| Task details |
Report each line in the rows below that contains the word "patterned", copying those lines in full. Case counts.

| Data provided |

* * * * *

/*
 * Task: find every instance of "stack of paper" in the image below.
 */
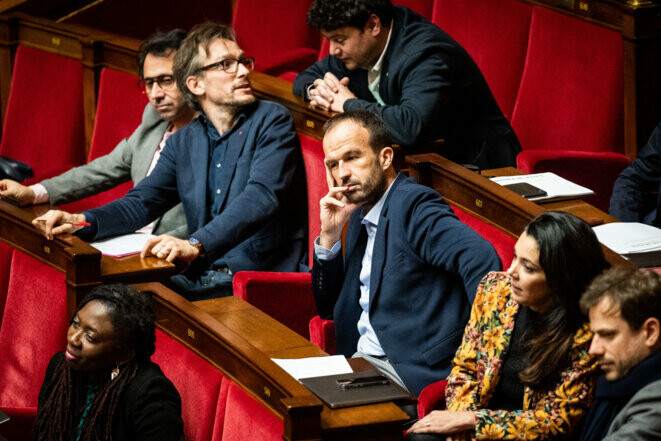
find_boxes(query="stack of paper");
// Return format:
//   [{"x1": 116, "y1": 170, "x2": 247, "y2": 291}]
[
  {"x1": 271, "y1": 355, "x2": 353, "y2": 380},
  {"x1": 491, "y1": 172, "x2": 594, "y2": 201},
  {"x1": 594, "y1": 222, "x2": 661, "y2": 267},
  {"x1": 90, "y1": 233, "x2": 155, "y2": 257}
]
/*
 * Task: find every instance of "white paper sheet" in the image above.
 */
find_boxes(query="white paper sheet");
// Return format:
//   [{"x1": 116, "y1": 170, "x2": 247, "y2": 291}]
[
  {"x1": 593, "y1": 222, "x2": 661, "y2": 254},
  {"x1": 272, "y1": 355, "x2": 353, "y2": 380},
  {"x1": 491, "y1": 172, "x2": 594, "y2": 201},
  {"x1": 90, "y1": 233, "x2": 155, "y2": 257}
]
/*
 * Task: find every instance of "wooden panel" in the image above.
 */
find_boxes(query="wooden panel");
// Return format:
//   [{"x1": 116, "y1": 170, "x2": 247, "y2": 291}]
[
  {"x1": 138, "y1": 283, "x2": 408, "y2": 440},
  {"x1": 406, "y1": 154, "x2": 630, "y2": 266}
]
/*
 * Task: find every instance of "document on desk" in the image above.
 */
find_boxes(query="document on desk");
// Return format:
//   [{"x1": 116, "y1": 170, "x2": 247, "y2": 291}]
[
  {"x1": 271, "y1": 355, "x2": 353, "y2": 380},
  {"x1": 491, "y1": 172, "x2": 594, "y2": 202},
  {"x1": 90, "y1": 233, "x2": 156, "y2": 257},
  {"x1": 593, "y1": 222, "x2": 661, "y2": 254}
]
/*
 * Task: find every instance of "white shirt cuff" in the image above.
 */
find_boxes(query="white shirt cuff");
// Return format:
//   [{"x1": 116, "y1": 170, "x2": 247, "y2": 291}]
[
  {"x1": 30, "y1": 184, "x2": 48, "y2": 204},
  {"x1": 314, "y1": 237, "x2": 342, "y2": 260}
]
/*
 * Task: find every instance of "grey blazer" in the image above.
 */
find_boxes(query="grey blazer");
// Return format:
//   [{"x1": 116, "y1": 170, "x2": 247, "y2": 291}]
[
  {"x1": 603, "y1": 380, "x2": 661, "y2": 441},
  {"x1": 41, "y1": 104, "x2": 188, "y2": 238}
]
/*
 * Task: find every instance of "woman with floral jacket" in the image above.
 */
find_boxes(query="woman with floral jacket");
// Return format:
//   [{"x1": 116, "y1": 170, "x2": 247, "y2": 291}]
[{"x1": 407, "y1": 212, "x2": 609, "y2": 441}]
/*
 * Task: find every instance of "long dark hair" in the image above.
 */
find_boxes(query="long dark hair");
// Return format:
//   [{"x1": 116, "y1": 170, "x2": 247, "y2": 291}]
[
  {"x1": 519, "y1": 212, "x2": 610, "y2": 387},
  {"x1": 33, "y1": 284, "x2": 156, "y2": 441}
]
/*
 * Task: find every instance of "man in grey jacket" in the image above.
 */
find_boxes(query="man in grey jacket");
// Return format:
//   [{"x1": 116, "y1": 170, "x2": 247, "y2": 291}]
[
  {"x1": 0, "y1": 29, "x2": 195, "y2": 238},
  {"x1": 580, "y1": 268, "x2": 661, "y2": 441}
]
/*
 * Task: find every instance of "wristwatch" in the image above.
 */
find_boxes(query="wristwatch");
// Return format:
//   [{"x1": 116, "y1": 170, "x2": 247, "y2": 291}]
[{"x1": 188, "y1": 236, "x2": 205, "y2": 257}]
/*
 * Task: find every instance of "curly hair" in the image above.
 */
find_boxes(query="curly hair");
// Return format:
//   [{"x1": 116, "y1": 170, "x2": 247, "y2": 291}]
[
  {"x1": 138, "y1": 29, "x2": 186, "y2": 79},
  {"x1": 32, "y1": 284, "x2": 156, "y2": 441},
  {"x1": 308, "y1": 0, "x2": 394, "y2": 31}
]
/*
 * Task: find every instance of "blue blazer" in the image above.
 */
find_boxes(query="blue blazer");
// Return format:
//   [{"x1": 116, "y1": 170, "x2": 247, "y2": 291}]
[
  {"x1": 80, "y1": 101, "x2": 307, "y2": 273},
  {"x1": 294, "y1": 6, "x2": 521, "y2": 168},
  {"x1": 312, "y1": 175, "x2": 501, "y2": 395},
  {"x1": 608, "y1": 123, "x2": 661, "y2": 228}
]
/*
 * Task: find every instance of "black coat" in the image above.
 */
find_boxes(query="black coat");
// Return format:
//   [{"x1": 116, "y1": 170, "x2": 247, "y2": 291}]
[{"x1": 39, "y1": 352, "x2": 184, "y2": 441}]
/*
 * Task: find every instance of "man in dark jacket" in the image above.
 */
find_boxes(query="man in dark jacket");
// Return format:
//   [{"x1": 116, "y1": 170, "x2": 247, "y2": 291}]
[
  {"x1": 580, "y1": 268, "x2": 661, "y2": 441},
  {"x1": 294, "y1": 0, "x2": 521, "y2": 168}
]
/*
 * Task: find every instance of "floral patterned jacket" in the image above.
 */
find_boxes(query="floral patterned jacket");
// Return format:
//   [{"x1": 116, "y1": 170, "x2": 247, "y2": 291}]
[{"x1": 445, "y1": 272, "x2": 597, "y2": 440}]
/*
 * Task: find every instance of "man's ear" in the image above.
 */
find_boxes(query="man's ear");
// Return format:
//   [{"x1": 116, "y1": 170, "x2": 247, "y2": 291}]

* * * * *

| Solution to this exercise |
 * Task: find every instance of "floral patterned jacket" in the image above.
find_boxes(query="floral patterned jacket");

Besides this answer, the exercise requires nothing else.